● **Instructions to follow**
The answer must be an exact copy of the lines from the one containing "of the football" through the last line of the records, with no pictures.

● **Dataset extract**
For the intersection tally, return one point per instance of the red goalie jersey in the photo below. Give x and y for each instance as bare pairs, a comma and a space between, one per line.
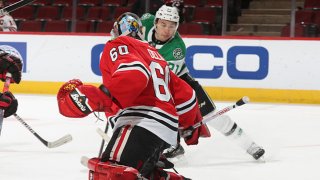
146, 93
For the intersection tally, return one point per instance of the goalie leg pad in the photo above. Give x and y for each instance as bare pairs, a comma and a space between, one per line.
109, 171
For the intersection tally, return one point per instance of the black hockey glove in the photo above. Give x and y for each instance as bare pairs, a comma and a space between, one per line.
10, 64
8, 103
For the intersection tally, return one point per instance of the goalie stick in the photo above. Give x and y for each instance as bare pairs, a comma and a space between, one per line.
210, 117
5, 88
57, 143
15, 6
103, 140
63, 140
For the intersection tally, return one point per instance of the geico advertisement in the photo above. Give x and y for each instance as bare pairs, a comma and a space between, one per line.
243, 63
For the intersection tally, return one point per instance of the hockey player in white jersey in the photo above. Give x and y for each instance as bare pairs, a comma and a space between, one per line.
173, 49
7, 23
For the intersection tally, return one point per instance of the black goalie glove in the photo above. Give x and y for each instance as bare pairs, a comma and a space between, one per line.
8, 103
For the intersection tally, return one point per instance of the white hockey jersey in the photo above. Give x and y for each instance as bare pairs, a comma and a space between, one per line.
7, 23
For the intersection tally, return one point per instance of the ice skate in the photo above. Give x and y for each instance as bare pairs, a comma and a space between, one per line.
174, 151
256, 152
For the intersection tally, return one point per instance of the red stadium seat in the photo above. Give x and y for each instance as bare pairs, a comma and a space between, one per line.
191, 29
106, 13
63, 3
130, 3
25, 12
41, 3
214, 3
84, 26
30, 26
305, 16
104, 26
67, 13
299, 30
48, 13
120, 10
316, 18
57, 26
113, 3
312, 4
205, 15
94, 13
89, 2
192, 3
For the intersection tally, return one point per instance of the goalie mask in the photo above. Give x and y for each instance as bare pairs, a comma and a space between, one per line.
127, 24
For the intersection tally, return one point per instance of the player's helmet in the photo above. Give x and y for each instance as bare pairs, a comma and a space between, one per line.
179, 4
127, 24
4, 49
168, 13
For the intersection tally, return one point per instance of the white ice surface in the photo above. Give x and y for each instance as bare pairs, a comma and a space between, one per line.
289, 133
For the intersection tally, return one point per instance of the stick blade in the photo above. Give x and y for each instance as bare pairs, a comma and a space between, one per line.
65, 139
103, 135
84, 161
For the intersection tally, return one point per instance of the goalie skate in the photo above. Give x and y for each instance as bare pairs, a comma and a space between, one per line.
174, 151
256, 151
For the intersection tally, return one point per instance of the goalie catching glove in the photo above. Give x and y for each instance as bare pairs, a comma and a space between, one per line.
10, 62
78, 100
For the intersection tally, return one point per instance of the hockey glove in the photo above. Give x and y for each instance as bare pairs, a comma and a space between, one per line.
78, 100
8, 103
10, 64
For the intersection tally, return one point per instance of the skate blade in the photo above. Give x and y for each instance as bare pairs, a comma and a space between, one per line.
261, 160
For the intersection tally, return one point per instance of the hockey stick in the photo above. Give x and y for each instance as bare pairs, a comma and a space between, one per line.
103, 139
188, 131
15, 6
57, 143
5, 89
63, 140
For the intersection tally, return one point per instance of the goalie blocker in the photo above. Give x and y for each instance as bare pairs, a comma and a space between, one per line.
205, 104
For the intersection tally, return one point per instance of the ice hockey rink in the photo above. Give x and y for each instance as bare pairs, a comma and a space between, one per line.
290, 133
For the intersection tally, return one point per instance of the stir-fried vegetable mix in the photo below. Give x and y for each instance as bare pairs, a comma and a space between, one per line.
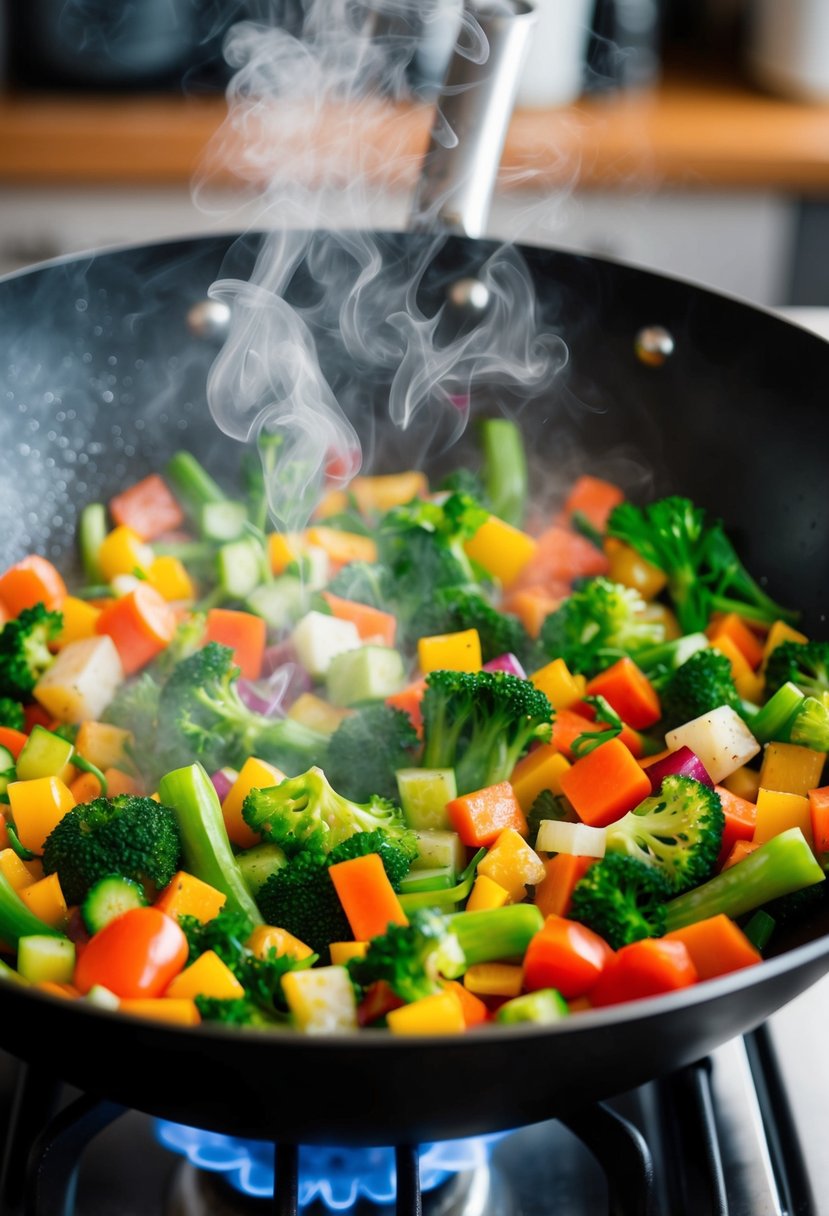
415, 767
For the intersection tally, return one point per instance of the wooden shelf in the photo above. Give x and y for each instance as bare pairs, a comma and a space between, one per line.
688, 133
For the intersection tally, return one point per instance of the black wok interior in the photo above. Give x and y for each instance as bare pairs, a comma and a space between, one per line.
101, 380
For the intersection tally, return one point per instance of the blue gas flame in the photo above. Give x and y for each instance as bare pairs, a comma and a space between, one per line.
338, 1177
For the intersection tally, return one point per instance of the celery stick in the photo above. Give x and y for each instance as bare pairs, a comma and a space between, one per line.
204, 845
782, 865
505, 469
496, 933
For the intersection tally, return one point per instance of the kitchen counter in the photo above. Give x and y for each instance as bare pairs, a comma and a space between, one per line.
692, 131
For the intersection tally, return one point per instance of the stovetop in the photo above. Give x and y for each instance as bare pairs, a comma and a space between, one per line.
742, 1133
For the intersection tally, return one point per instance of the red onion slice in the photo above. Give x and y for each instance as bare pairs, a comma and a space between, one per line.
682, 763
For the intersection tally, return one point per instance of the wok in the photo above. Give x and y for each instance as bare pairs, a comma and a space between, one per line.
102, 378
734, 418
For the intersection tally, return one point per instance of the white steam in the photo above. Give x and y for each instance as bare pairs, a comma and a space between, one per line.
340, 327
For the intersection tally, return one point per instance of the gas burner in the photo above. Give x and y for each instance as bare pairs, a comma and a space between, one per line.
479, 1192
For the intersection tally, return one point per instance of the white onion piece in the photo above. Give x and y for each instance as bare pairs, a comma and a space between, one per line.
577, 839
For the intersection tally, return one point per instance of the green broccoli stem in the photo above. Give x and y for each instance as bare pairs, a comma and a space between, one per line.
204, 845
782, 865
192, 484
16, 921
505, 469
496, 933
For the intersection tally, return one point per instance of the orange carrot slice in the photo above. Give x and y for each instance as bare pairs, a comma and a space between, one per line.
140, 624
30, 581
367, 898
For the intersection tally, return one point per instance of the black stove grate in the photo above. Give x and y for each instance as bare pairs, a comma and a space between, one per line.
666, 1158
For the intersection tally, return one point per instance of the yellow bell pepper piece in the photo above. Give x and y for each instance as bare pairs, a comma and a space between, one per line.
556, 681
501, 550
450, 652
513, 865
439, 1014
266, 938
79, 620
379, 494
123, 551
744, 782
777, 634
15, 871
169, 576
207, 977
340, 951
542, 769
282, 550
253, 775
494, 979
37, 808
632, 570
181, 1012
317, 713
102, 744
778, 811
342, 546
486, 894
790, 767
187, 895
45, 899
321, 1000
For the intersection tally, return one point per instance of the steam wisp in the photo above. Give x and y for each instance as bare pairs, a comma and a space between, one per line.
338, 320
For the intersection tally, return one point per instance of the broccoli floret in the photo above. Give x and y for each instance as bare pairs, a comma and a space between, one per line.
302, 898
454, 609
422, 545
464, 480
599, 623
660, 662
24, 653
130, 836
135, 708
704, 573
364, 583
202, 715
700, 685
261, 978
366, 750
678, 831
11, 714
480, 724
805, 664
622, 899
306, 812
547, 805
412, 958
238, 1012
810, 726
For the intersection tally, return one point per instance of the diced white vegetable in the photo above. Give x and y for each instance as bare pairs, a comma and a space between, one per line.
82, 681
102, 997
424, 794
577, 839
439, 849
44, 957
721, 739
321, 1001
317, 639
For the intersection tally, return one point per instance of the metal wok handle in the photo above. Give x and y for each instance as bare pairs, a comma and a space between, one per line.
475, 103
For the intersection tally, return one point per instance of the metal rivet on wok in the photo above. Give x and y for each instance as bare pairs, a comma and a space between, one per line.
654, 345
468, 294
209, 320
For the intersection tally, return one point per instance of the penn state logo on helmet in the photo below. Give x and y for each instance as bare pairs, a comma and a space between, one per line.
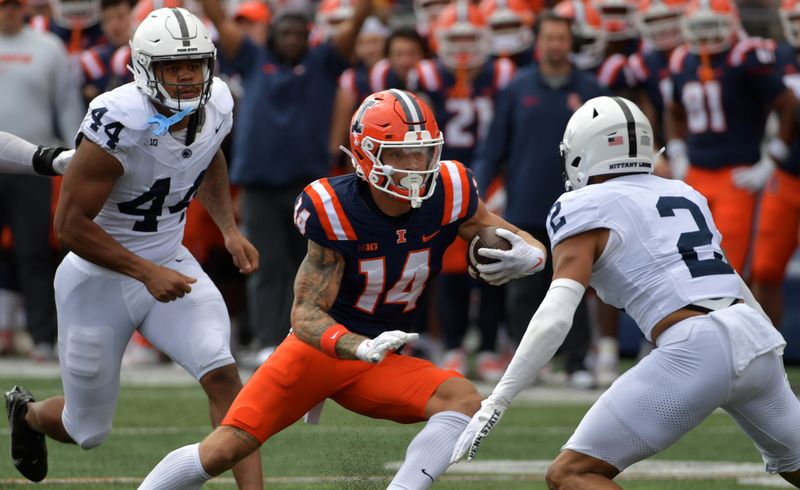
396, 119
606, 136
170, 34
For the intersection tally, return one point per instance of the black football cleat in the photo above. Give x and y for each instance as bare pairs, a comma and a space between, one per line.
28, 449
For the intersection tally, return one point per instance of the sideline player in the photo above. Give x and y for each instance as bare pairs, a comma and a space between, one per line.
121, 213
651, 246
375, 240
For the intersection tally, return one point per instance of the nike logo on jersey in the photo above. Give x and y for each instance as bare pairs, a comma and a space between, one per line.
427, 238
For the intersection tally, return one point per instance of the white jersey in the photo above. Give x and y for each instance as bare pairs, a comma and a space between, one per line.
145, 210
663, 251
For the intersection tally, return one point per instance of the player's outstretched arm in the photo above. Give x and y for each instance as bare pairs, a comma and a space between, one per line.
86, 186
18, 156
315, 289
572, 259
215, 196
316, 286
527, 255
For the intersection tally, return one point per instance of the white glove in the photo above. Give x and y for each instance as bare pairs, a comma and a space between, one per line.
61, 161
479, 427
374, 350
755, 177
522, 260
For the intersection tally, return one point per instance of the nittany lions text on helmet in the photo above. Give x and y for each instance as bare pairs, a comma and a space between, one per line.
607, 135
170, 34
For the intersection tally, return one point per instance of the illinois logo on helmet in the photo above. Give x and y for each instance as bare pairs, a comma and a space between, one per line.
396, 120
587, 31
790, 21
461, 36
710, 26
510, 24
618, 18
659, 21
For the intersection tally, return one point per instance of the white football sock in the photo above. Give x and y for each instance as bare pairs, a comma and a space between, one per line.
179, 470
429, 453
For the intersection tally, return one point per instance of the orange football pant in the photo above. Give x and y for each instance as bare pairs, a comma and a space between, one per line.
733, 210
296, 377
778, 223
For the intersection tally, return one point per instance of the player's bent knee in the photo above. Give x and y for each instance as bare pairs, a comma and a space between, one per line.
458, 395
225, 447
91, 441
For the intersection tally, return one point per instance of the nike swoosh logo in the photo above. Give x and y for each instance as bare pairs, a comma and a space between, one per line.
427, 238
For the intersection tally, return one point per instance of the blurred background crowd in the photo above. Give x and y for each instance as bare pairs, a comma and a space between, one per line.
502, 76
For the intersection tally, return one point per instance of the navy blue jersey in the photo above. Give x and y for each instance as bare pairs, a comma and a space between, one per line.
106, 66
651, 72
88, 37
363, 82
614, 74
786, 59
726, 113
389, 261
464, 118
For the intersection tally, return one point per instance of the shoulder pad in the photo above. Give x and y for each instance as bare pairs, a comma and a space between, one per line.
125, 105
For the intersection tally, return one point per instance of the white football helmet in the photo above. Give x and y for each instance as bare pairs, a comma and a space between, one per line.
171, 34
606, 136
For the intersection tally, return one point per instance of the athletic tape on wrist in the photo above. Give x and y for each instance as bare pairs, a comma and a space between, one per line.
330, 337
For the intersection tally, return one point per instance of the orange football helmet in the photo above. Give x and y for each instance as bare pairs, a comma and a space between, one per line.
330, 15
618, 18
659, 21
461, 36
790, 21
710, 26
391, 120
510, 25
587, 30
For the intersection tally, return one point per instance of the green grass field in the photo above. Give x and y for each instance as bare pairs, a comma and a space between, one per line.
353, 452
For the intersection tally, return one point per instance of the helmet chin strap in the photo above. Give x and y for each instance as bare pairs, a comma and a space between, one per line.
163, 122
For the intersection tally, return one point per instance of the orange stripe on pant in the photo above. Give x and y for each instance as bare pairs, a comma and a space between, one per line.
778, 224
732, 208
296, 377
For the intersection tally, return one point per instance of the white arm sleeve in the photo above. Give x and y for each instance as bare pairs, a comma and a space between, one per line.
546, 332
16, 155
749, 299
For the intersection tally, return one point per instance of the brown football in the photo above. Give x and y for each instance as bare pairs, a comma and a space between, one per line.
486, 238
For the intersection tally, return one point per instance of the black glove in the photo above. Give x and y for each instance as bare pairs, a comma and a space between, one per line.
43, 159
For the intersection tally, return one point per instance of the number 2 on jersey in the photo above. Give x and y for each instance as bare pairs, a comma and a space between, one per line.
689, 241
408, 287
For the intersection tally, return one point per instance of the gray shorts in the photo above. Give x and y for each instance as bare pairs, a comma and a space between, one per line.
98, 311
678, 385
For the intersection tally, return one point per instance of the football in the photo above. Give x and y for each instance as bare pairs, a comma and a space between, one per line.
486, 238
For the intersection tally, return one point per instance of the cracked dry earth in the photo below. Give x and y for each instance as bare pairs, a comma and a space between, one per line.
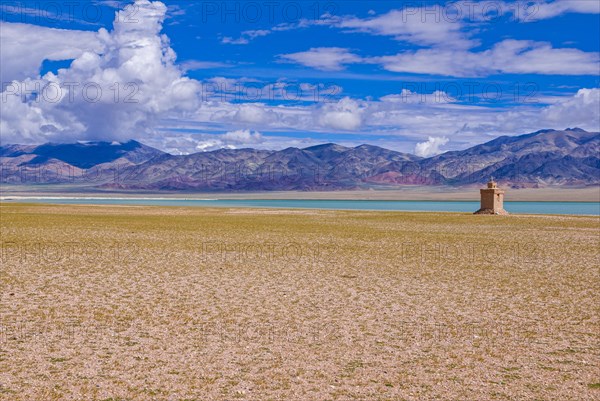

● **Answer box**
For the intersection tally, return one point per instance of the football in the photo above. Give x and y for each instance as bare pairs, a comma and a space between, one per line.
486, 238
For the intersection tally, return one point per instance of the cracked dry earth in the photo below. Give x and y for each instance as bare pairs, a comma and a space between, one per line.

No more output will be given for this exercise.